WHAT IS NEEDED:
Edit the entries below so that every "point out" becomes "locate", and leave everything else unchanged.

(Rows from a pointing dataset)
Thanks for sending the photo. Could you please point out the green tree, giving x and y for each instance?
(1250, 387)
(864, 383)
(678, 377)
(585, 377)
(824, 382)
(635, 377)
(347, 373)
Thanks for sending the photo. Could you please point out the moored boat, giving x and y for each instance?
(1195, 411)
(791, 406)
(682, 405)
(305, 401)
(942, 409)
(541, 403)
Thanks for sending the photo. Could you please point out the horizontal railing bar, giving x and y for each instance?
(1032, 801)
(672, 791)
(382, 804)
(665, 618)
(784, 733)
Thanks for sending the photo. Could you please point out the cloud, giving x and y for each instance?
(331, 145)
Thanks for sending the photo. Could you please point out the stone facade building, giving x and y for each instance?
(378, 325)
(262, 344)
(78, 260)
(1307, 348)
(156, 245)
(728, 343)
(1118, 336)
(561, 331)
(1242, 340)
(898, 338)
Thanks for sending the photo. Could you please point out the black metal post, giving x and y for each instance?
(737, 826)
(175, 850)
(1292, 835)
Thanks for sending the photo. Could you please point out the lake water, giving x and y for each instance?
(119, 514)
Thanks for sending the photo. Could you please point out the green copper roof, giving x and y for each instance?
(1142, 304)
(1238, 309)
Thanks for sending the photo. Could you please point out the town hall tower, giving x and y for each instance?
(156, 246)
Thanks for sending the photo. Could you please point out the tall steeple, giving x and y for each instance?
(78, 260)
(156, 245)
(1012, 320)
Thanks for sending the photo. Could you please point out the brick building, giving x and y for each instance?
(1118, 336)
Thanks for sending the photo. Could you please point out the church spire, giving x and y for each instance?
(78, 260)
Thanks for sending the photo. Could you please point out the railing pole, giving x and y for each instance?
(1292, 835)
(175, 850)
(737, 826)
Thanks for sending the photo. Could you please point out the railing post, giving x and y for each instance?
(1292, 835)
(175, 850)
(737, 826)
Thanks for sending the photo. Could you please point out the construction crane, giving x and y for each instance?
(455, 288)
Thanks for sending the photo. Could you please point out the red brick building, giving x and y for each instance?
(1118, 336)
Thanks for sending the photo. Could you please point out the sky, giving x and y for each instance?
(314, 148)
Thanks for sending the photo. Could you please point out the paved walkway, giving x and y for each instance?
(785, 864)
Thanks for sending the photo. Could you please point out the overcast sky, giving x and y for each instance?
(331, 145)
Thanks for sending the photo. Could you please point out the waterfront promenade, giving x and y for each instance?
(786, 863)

RESULT OF THE EXERCISE:
Thanks for sending the photo. Could you please locate the green tree, giving x and y for each instance?
(1250, 387)
(864, 383)
(678, 377)
(585, 377)
(824, 382)
(635, 377)
(347, 373)
Thanks for sending the photo. Could you please locate the moored boat, giving x and y for each instance?
(1195, 411)
(791, 406)
(682, 405)
(305, 401)
(942, 409)
(541, 403)
Thanks for sending the photo. Could you please locate the horizontal railing bar, giving x and y for each instance?
(1032, 801)
(672, 791)
(382, 804)
(665, 618)
(784, 733)
Thanks for sending the photo. Could you please locate the cloud, giving x and y for each instance?
(331, 145)
Thanks for sending the photo. Could you please locate the stone facade building, giving x and y for each instance?
(378, 325)
(262, 344)
(78, 260)
(1307, 348)
(156, 245)
(728, 343)
(1118, 336)
(561, 331)
(1242, 340)
(898, 338)
Thanks for sending the photo. Could you please locate the black metal post, giving x and y for each instance?
(737, 826)
(175, 850)
(1292, 835)
Thanks for sending the photo. Could you please locate the lake water, giving x and y for each instance?
(119, 514)
Thanks for sending the photo. Could you please locate the green copper roof, giving x and y for each instance?
(1142, 304)
(1238, 309)
Thanks for sending the photo. Could you please locate the town hall tower, giving x and y for each instance?
(156, 246)
Thanks for sending the photo. Could you please locate the tall steeple, giving x and y for each instance?
(78, 260)
(156, 245)
(1012, 320)
Thanks for sending the photo. Could you please locate the brick building, giving x and y for each instance?
(1118, 336)
Thanks for sending the photo. Could you please locate the church spire, giving x and y for each instance?
(78, 260)
Thanks for sending the photo. Could you please locate the railing pole, giving x and y for each instance?
(1292, 835)
(175, 850)
(737, 826)
Thanks for sending the photo. Could you please locate the railing post, giving x and y for each instance?
(1292, 835)
(175, 850)
(737, 826)
Thanks for sending the photo. Could you please locate the construction crane, giving x and y for each instance?
(455, 288)
Thanks for sending the photo. Could you please locate the red brick building, giving x and y for each instance?
(1118, 336)
Thanks for sending the photo. Could you please locate the sky, giving x and y for each instance?
(314, 148)
Thanks for sending the photo. Could you please locate the paved walkway, giving x and y for each instance?
(785, 864)
Thanks for sending the photo. Could you please locate the overcast sky, giving x and y for each instance?
(331, 145)
Thanks for sending the photo. Could you please locate the waterfront promenade, giving x and y for each instance?
(786, 863)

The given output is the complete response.